WHAT THE EXERCISE ASKS
Begin with the line containing "Query: textured ceiling" and reproduce it and all later lines exactly, through the last line of the records. Add nothing else.

Saved data entries

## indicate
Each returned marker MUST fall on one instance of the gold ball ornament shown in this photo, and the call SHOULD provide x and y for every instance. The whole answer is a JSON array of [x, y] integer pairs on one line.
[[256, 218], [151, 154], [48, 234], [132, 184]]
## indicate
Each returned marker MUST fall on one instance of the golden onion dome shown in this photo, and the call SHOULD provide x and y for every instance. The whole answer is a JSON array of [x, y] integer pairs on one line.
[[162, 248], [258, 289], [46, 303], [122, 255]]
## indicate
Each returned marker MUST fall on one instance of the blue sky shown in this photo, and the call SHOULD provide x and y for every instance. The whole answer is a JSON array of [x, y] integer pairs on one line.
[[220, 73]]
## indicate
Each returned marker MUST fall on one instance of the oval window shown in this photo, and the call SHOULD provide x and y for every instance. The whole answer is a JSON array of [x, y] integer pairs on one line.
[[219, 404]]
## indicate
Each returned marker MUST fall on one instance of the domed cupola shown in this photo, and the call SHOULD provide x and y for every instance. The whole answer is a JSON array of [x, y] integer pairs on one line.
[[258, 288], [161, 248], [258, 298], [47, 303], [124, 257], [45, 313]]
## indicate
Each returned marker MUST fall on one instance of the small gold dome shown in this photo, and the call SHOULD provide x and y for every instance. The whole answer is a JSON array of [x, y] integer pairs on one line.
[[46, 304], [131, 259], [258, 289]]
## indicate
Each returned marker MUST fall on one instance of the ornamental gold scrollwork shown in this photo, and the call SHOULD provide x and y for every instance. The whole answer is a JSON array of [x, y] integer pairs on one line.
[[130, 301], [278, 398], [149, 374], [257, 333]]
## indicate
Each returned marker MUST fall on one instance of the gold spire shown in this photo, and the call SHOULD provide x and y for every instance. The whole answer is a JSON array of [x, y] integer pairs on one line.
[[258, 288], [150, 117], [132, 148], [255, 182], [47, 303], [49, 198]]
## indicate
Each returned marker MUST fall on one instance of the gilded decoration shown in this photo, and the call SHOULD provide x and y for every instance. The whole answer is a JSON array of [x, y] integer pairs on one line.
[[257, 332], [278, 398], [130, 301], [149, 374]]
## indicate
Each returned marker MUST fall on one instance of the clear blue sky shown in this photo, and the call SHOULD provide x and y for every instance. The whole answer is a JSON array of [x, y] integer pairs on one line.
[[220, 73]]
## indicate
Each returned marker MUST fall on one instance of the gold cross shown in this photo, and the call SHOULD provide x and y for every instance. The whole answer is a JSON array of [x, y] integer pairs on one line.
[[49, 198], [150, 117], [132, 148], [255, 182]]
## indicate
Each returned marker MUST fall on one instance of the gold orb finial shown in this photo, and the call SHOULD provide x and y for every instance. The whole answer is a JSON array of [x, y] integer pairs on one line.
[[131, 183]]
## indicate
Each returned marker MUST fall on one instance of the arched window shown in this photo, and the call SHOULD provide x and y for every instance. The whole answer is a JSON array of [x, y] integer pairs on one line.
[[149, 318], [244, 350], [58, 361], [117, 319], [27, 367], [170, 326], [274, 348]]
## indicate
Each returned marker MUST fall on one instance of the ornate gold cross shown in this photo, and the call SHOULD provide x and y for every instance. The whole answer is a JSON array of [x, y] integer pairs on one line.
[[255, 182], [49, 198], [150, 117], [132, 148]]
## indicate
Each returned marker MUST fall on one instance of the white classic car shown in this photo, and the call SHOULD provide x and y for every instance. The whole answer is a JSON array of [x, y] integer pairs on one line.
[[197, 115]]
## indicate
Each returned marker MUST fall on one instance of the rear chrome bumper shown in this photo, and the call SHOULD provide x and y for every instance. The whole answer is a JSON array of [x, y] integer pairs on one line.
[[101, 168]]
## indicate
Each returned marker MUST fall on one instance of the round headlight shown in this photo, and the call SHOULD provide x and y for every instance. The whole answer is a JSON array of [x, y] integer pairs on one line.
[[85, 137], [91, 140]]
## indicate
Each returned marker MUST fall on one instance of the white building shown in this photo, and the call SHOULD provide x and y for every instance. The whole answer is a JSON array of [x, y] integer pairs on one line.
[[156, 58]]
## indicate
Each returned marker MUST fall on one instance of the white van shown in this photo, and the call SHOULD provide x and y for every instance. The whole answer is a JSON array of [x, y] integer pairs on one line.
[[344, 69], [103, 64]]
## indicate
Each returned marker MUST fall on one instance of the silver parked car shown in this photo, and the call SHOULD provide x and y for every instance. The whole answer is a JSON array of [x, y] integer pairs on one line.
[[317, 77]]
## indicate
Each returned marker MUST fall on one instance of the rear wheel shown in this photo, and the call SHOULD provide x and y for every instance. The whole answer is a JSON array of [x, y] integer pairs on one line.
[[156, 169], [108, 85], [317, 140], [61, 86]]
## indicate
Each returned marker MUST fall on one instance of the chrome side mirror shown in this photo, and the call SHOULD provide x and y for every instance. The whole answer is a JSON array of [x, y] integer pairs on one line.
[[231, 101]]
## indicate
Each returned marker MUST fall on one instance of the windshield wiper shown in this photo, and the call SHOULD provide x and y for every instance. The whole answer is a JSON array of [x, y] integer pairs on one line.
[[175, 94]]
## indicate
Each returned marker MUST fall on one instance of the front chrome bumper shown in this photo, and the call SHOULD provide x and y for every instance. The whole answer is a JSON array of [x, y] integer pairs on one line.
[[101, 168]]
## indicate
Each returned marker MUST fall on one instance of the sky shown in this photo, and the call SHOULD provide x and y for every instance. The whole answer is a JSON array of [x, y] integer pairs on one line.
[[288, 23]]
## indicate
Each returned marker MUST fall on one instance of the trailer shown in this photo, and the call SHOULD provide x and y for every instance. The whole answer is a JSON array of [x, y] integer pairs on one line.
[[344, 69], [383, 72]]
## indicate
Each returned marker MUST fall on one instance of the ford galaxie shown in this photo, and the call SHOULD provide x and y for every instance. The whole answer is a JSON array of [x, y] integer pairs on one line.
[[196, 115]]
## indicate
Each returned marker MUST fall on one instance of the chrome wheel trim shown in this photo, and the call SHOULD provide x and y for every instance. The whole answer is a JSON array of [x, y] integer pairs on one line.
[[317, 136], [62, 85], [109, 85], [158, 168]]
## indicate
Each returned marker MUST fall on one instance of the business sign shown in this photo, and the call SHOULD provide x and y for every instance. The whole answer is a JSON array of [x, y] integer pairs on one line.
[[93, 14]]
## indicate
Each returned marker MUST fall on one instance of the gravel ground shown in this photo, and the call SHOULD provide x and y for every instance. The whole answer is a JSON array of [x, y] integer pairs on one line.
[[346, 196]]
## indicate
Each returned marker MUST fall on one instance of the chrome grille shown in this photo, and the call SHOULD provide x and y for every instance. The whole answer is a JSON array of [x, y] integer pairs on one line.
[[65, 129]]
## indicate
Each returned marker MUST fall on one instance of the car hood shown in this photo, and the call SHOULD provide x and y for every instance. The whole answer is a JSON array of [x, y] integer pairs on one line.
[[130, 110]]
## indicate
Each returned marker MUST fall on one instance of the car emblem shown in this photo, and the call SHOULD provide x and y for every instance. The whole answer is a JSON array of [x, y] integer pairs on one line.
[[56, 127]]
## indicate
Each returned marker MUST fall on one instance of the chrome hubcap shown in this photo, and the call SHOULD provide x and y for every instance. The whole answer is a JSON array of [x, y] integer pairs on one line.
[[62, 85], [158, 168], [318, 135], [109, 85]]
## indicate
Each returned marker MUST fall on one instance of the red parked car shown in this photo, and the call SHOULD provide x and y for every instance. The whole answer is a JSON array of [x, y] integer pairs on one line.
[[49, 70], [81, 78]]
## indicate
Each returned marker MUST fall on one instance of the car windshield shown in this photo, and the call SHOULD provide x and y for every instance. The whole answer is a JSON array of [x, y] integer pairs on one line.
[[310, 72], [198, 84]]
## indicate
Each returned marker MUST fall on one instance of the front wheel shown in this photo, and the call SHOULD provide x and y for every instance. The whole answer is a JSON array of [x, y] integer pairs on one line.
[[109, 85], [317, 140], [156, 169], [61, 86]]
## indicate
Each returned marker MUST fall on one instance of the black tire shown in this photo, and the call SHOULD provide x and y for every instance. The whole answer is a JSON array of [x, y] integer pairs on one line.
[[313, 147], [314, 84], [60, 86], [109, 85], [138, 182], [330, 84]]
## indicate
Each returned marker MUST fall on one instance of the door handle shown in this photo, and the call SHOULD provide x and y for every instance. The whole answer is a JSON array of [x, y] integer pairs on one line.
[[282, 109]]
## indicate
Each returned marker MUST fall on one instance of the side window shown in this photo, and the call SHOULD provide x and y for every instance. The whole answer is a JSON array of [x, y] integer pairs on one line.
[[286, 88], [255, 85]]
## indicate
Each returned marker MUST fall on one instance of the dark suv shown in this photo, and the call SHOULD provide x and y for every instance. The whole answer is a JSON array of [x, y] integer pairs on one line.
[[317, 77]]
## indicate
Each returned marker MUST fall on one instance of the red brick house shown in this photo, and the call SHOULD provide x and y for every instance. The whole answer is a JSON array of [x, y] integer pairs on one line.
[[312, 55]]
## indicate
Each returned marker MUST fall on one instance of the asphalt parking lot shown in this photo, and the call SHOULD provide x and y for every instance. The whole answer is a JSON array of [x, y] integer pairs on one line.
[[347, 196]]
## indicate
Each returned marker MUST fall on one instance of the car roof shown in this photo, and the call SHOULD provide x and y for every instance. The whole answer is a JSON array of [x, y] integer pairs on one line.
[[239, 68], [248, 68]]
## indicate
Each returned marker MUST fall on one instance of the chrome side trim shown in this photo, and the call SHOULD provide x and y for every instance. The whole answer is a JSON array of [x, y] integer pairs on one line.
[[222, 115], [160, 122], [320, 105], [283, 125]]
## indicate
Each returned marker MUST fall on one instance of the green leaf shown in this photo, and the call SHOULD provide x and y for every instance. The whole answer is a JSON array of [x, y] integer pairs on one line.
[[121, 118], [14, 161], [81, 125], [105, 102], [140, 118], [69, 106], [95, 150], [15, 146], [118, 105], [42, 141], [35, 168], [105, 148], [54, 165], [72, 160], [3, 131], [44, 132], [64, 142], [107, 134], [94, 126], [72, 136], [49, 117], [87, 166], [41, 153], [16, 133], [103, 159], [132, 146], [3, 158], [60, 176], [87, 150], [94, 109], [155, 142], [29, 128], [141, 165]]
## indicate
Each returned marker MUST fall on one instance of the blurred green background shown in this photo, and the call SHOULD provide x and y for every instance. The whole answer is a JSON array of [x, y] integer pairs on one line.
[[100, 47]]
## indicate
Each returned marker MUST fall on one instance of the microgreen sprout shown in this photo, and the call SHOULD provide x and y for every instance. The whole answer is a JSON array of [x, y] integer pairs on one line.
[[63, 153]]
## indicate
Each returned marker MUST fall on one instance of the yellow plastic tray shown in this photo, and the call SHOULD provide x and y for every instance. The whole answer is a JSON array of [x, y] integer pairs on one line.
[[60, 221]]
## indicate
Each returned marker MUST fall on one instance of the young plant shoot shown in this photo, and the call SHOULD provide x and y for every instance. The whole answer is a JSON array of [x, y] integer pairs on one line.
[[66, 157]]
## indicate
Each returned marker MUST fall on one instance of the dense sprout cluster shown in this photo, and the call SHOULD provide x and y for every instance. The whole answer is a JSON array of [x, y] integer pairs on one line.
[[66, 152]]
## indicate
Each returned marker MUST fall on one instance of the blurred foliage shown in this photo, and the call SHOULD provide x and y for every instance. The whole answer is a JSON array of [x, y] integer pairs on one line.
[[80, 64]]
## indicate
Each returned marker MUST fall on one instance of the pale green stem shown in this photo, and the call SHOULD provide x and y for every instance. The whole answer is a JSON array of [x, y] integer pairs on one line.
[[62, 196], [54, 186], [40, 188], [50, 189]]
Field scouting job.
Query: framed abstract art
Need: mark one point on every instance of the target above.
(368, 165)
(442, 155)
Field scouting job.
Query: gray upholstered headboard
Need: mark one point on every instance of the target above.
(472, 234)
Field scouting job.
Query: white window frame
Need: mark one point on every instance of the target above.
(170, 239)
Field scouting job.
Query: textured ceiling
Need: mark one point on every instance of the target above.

TASK OUTPUT
Query: textured ceiling
Need: mark one point on every instance of the target above.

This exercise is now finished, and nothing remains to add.